- WRITTEN INSTRUCTION:
Transcribe each of the records below word for word, keeping every character, bracket, and line break unchanged.

- EXCERPTED DATA:
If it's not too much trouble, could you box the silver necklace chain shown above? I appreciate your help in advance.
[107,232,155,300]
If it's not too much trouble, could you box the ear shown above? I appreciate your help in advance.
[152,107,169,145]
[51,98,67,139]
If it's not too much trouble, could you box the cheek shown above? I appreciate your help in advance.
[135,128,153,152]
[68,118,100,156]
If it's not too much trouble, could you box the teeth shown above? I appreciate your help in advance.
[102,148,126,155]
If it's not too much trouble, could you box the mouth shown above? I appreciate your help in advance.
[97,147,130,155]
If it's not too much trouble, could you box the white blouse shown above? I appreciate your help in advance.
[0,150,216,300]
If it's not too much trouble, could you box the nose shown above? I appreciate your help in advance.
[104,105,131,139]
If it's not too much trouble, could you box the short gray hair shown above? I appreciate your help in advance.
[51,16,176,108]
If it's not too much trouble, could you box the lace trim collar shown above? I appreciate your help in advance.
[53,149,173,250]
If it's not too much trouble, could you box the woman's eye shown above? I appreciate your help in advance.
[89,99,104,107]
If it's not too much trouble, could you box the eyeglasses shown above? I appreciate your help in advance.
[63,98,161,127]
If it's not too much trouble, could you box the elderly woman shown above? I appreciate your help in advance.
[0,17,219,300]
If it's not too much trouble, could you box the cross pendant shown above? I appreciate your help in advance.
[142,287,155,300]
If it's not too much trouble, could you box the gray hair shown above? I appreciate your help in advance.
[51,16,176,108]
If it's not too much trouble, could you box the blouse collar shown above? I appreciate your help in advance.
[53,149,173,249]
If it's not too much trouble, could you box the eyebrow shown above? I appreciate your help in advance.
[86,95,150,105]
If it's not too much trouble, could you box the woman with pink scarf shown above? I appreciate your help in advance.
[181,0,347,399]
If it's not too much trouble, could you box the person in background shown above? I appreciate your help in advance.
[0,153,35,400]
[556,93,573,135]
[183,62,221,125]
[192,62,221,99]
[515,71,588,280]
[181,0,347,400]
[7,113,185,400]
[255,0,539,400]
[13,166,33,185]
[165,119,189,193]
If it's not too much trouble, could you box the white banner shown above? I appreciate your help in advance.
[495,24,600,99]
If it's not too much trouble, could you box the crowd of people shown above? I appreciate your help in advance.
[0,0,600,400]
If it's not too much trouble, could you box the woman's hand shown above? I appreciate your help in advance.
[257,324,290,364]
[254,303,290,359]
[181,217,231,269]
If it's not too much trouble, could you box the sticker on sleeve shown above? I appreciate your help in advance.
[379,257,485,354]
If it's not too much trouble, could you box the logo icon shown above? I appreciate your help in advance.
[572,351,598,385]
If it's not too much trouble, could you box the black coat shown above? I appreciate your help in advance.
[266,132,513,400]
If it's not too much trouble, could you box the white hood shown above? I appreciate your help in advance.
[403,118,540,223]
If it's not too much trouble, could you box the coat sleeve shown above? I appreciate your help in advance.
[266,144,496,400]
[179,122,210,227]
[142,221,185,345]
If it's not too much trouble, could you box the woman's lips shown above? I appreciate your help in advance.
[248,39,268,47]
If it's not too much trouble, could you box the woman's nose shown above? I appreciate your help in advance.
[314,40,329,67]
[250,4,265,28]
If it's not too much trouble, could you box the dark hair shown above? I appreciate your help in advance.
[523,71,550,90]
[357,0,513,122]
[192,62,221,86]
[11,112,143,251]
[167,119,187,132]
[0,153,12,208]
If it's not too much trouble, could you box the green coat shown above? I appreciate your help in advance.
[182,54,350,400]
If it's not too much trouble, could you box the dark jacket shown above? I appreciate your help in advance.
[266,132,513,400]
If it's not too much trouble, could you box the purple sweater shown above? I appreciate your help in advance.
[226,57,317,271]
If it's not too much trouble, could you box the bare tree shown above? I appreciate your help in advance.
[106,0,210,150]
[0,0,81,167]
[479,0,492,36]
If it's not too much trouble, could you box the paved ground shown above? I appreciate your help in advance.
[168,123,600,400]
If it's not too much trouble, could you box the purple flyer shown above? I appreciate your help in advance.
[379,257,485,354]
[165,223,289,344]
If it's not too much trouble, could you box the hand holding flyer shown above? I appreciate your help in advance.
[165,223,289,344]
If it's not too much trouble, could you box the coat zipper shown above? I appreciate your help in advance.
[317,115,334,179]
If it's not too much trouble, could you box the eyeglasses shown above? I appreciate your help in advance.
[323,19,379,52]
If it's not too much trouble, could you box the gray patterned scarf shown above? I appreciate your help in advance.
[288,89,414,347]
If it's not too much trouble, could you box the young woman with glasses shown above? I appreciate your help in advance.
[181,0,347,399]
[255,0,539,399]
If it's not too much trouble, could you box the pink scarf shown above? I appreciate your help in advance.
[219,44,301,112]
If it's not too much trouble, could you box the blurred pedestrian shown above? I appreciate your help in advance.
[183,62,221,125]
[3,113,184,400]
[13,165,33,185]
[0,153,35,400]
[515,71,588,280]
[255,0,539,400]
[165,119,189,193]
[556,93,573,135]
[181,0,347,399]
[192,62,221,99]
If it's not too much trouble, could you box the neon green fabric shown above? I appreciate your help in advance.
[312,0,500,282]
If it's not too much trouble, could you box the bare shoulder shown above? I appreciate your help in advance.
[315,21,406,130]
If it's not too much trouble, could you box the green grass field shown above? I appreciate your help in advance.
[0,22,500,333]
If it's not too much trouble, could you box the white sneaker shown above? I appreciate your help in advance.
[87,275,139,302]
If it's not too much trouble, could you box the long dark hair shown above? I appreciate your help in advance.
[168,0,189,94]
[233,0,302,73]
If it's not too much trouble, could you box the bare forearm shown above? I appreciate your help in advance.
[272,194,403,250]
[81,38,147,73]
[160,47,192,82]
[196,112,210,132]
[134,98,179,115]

- RESULT FOR THIS EXERCISE:
If it's not too much trouble, could you box the silver necklace chain shown above? I appreciate your help in advance.
[107,232,155,300]
If it's not too much trouble, could you box the ear shown above? I appreciate your help in advance.
[152,107,169,145]
[51,98,67,139]
If it's not too much trouble, could you box the cheek shown above? I appreciate your help in advance.
[135,128,153,152]
[68,118,100,156]
If it's not too much trouble, could you box the teeth shown above? I appreciate your help in advance.
[102,148,126,155]
If it's not too much trouble, could you box the mouth shown above? I appreciate your help in advance.
[97,147,130,155]
If it's not too much trouble, could you box the white blouse shown above? I appreciate your help in advance.
[0,150,216,300]
If it's not too much trouble, could you box the nose shown above? I appreciate your help in advance.
[104,105,131,139]
If it's not too much trouble, could you box the short gray hair shown above? I appreciate your help in advance.
[51,16,176,108]
If it's not too much trouble, could you box the lace trim collar shown above? I appreciate your help in advance.
[53,149,173,250]
If it's not too much trouble, could you box the woman's eye shown above? I appreciate your help in advance.
[89,99,104,107]
If it's not too much trouble, could you box the eyeglasses shown above? I appreciate your help in advance.
[63,98,161,127]
If it's not too much trouble, could you box the elderly woman shown above? I appreciate your help in advance.
[0,17,219,300]
If it's not too much trouble, could you box the cross pendant shown above? I appreciate your help in advance.
[142,287,155,300]
If it's not too much trouble, could you box the gray hair shown above? I appreciate your help in advance.
[51,16,176,108]
If it's not too much trouble, could you box the blouse collar shown above? I appreciate your help in advance.
[53,149,173,249]
If it's not too much trouble, could you box the eyebrow shown above? I appreciate your help in advance.
[86,95,150,105]
If it's not too much trouble, could you box the woman with pink scarf shown above? I appreciate your help in advance.
[181,0,347,399]
If it's not too much trouble, could you box the person in background shown above? I appreciate your help in advance.
[0,153,35,400]
[556,93,573,135]
[183,62,221,125]
[192,62,221,99]
[515,71,588,280]
[181,0,347,400]
[7,113,185,400]
[255,0,539,400]
[13,166,33,185]
[165,119,189,193]
If it's not too much trouble, could you box the white banner shown above? I appreciate your help in advance.
[495,24,600,99]
If it's not too much trouble, could you box the crowd of people shown above? I appreciate your help in advance.
[0,0,600,400]
If it's not too much trouble, could you box the woman's hand shown above? I appreciate your help in advance.
[257,324,290,364]
[254,303,290,359]
[181,217,231,269]
If it's not too much trouble, could you box the sticker on sleeve shown above? I appreciate your help in advance.
[379,257,485,354]
If it's not too much trouble, could you box the logo icon shown above? I appreciate your help in advance.
[572,351,598,385]
If it's not too much trouble, could you box the black coat shown above? I appreciate your help in advance.
[266,132,513,400]
If it's not too much trouble, could you box the white hood shown above? I appreciate your help in advance.
[403,118,540,223]
If it's not too much trouble, could you box the coat sleeve shown above? I appreciate your help in advance.
[266,144,496,400]
[179,122,210,227]
[142,221,185,345]
If it's not too much trouble, could you box the woman's lips shown above? I appreciate your help in advance.
[248,39,268,47]
If it's not too much trouble, could you box the woman's nose shown above? I appreciate your help in advance.
[314,40,329,67]
[250,4,265,28]
If it's not too much trouble, could you box the dark hair shown above? I appreciate your help in advance.
[523,71,550,90]
[357,0,513,122]
[192,62,221,86]
[11,112,143,251]
[167,119,187,132]
[0,153,12,208]
If it's not too much trouble, could you box the green coat shown above? I appreciate your help in advance.
[182,54,350,400]
If it's not too much trouble, could you box the dark jacket shown above? I appreciate your help in advance.
[266,132,513,400]
If it's not too much trouble, could you box the purple sweater shown above? I appreciate your help in advance.
[226,57,317,271]
If it's not too much trouble, could you box the bare tree shown above? I appreciate your help in advance.
[106,0,210,150]
[0,0,81,167]
[479,0,492,36]
If it's not too much trouble, could you box the paved ground shown above? I appreciate your help in advance.
[168,123,600,400]
If it's not too much trouble, could you box the purple flyer shown above? I appreciate your help in advance.
[379,257,485,354]
[165,223,289,344]
If it's not too much trouble, could you box the hand holding flyer shown above? I appreciate your help in advance.
[165,223,289,344]
If it's not too much trouble, could you box the coat zipper shown above? I appreciate your help in advance.
[317,115,334,179]
If it's not too much trouble, could you box the eyeglasses shown above? I appreciate your help in advance.
[323,19,379,52]
If it's not too much trouble, could you box the gray patterned scarf shown above? I appreciate your help in advance.
[288,89,414,347]
If it's not too much trouble, could you box the young woman with glasses shown above? I appreciate your help in advance.
[181,0,347,399]
[255,0,539,399]
If it's not too much trouble, could you box the pink scarf shown above? I appreciate your help in advance.
[219,44,301,112]
If it's not too much trouble, could you box the blurred pedestrian shown above? I appreciate your help in advance.
[183,62,221,125]
[3,113,184,400]
[13,165,33,185]
[0,153,35,400]
[515,71,588,280]
[255,0,539,400]
[165,119,189,193]
[556,93,573,135]
[181,0,347,399]
[192,62,221,99]
If it's not too much trouble, could you box the neon green fabric shown above? I appreciate your help in advance.
[312,0,500,282]
If it's not too much trouble, could you box the bare shoulder shown above? I appreciate your help in advance.
[315,21,406,130]
If it's not too much trouble, could you box the green grass field shown above? I appreciate your help in advance.
[0,22,500,333]
If it's not too much trouble, could you box the white sneaker shown above? I appreciate your help in advance.
[87,275,139,302]
If it's not too much trouble, could you box the long dark hair shown above? I appreciate your help in advance.
[168,0,189,94]
[233,0,302,73]
If it's not too much trouble, could you box the bare forearm shown above? I appreciate your help in advance.
[272,194,403,250]
[81,38,147,73]
[160,47,192,82]
[196,112,210,132]
[134,98,179,115]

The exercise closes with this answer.